• What you have to do:
Under this task are some entries; return every one of them exactly.

★ ★ ★ ★ ★

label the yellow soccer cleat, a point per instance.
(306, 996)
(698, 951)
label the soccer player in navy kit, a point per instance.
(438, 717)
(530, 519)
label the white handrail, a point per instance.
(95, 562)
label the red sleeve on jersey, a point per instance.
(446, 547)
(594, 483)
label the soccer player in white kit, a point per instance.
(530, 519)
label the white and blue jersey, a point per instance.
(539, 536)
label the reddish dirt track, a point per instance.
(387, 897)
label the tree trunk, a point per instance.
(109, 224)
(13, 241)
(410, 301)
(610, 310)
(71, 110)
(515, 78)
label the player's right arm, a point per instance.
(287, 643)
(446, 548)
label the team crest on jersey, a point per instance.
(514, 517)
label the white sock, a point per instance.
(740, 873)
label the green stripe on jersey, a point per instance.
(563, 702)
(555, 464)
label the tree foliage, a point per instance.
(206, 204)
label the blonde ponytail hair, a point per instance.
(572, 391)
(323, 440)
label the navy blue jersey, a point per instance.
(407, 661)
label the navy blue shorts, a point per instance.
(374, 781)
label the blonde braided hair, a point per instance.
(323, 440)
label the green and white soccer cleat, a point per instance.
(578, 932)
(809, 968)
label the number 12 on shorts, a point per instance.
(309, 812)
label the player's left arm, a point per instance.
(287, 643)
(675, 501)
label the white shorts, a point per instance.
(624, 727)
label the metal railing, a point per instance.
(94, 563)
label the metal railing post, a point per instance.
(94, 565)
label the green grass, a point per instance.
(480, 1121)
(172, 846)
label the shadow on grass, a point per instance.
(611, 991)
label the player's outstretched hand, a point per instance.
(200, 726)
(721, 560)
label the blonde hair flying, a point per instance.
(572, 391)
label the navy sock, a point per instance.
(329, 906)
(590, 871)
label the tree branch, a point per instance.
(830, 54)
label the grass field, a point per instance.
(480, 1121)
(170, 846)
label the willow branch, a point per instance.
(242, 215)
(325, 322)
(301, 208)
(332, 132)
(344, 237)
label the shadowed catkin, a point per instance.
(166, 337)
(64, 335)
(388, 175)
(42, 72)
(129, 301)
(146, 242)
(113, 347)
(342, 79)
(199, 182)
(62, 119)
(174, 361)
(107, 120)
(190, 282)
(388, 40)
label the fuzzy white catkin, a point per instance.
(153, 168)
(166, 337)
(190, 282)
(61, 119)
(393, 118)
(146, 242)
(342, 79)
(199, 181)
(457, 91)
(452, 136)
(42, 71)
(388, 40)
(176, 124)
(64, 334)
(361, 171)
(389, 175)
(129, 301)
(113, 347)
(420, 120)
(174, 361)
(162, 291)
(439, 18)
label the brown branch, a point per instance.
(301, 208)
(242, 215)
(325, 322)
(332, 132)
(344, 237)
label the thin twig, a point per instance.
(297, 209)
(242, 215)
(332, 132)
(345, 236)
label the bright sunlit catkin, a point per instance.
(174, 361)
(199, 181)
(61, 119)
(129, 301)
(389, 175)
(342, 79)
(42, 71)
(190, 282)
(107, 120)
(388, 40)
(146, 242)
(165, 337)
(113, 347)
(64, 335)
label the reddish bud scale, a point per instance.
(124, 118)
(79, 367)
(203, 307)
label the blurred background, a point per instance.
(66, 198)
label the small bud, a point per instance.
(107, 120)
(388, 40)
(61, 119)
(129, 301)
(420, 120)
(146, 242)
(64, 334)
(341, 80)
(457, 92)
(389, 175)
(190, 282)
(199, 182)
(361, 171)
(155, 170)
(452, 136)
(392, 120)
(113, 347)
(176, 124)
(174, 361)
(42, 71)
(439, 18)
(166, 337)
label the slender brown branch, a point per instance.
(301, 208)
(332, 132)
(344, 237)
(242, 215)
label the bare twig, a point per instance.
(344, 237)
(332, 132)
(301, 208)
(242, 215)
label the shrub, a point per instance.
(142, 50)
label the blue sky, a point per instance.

★ ★ ★ ★ ★

• Answer in full:
label the yellow soccer cleat, a point per instance.
(306, 996)
(698, 951)
label the soccer player in navy kit, a point per instance.
(438, 717)
(530, 519)
label the white handrail, a point per instance.
(95, 562)
label the red sleeve on jersey, a point per instance.
(446, 547)
(594, 483)
label the soccer player in white kit, a point per instance.
(530, 519)
label the white and blue jersey, a point per instance.
(539, 536)
label the reddish dirt track, a point per instance.
(387, 897)
label the tree trunk, a point per instance.
(109, 224)
(13, 241)
(410, 301)
(610, 310)
(71, 110)
(515, 78)
label the player's right arm, a point per instance.
(287, 643)
(446, 548)
label the team crest on jersey, a point per instance.
(514, 517)
label the white sock, a point per instance.
(740, 873)
label the green stripe on jersey, a point per instance.
(563, 702)
(555, 464)
label the tree foliage, a point per instance.
(206, 204)
label the blonde ponytail hair, a point per instance.
(572, 391)
(323, 440)
label the navy blue jersey, a point per instance.
(407, 661)
label the navy blue shorts, a point per instance.
(374, 781)
label the blonde braided hair, a point per instance.
(323, 440)
label the green and white soccer cleat, a point per instance.
(578, 932)
(809, 968)
label the number 12 on shorts, a point per instance.
(309, 812)
label the player's left arm, a point per instance.
(287, 643)
(675, 501)
label the white shorts, a point per instance.
(624, 727)
label the metal railing, a point per instance.
(94, 563)
label the metal railing post, a point per instance.
(94, 565)
label the green grass, a point per instance.
(480, 1121)
(172, 846)
label the shadow on grass, a point per instance.
(611, 991)
label the player's outstretched hand, a point per instance.
(200, 726)
(721, 560)
label the blonde hair flying, a point per instance.
(572, 391)
label the navy sock, a point per instance.
(329, 906)
(590, 871)
label the tree branch, a point per instance.
(830, 54)
label the grass field, a point per instance.
(480, 1121)
(170, 846)
label the willow branch, a point per instance.
(242, 215)
(325, 322)
(301, 208)
(332, 132)
(344, 237)
label the shadowed catkin, a point per instance.
(166, 337)
(64, 335)
(388, 175)
(42, 72)
(129, 301)
(146, 242)
(113, 347)
(342, 79)
(199, 182)
(62, 119)
(174, 361)
(107, 120)
(190, 282)
(388, 40)
label the fuzzy white catkin, a point per instance.
(153, 168)
(166, 337)
(190, 282)
(61, 119)
(393, 118)
(146, 242)
(342, 79)
(199, 181)
(457, 91)
(452, 136)
(42, 71)
(388, 40)
(176, 124)
(64, 334)
(361, 171)
(389, 175)
(129, 301)
(113, 347)
(420, 120)
(174, 361)
(162, 291)
(439, 18)
label the brown branch, a point per instance.
(301, 208)
(242, 215)
(325, 322)
(332, 132)
(344, 237)
label the thin twig, a point per instance.
(297, 209)
(242, 215)
(332, 132)
(345, 236)
label the bright sunlit catkin, a point per instance.
(174, 361)
(199, 181)
(61, 119)
(129, 301)
(389, 175)
(342, 79)
(42, 71)
(190, 282)
(107, 120)
(388, 40)
(146, 242)
(165, 337)
(113, 347)
(64, 335)
label the reddish bud scale, a point per instance.
(124, 118)
(79, 367)
(203, 307)
label the blurred background, a point per instance.
(66, 198)
label the small bud, a point per instance.
(107, 120)
(388, 40)
(61, 119)
(129, 301)
(420, 120)
(146, 242)
(64, 334)
(341, 80)
(457, 92)
(389, 175)
(190, 282)
(199, 182)
(361, 171)
(155, 170)
(452, 136)
(392, 120)
(113, 347)
(176, 124)
(174, 361)
(42, 71)
(439, 18)
(166, 337)
label the slender brown branch, a point per instance.
(301, 208)
(332, 132)
(344, 237)
(242, 215)
label the bare twig, a point per instance.
(344, 237)
(332, 132)
(301, 208)
(242, 215)
label the shrub, a point per instance.
(142, 50)
label the blue sky, a point per instance.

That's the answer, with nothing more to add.